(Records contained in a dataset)
────────────────────────────────────────
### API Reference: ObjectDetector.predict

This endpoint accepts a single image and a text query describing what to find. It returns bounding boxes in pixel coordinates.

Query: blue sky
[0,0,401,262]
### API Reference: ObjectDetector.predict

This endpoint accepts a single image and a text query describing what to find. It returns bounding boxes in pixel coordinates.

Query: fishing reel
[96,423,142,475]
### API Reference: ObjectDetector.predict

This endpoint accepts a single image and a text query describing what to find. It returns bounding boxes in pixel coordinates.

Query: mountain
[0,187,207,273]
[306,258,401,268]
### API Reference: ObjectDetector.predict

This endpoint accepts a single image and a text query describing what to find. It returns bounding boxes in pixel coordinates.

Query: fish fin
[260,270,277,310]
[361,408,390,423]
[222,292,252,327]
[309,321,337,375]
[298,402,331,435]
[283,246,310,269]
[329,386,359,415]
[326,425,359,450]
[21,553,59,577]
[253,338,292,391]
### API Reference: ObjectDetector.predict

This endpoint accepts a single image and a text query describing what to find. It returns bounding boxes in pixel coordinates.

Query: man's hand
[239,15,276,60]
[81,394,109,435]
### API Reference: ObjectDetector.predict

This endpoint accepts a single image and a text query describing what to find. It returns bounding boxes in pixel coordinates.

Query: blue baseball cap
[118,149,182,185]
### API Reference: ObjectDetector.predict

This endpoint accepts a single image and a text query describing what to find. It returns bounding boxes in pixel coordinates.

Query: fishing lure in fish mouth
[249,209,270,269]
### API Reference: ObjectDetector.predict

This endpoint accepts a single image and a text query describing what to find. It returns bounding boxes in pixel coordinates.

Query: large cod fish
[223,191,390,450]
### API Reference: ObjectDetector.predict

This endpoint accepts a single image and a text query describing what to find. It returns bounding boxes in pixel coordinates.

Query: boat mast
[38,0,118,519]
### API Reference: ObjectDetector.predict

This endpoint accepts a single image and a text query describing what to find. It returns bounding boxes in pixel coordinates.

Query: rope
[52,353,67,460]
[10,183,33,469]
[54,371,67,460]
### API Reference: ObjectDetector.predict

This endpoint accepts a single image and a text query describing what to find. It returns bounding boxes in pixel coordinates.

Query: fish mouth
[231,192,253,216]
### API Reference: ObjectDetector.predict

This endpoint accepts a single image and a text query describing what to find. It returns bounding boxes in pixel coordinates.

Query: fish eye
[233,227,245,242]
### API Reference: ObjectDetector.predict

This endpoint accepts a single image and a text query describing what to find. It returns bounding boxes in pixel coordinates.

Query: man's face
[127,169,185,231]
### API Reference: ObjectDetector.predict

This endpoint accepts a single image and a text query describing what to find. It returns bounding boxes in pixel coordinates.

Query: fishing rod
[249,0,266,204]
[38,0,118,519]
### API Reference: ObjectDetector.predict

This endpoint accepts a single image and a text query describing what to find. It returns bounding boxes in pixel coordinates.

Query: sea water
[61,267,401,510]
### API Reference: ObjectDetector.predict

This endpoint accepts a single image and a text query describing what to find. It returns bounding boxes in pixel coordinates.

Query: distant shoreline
────────────────────────────────────────
Given instruction: Copy the rows above word for word, from their first line through the line containing "[0,0,401,262]", with both ends included.

Task response:
### API Reference: ObjectDetector.predict

This endpoint accepts a single image and a text query describing what to find. It returns bounding boxes in pixel coordinates.

Query: blue sky
[0,0,401,262]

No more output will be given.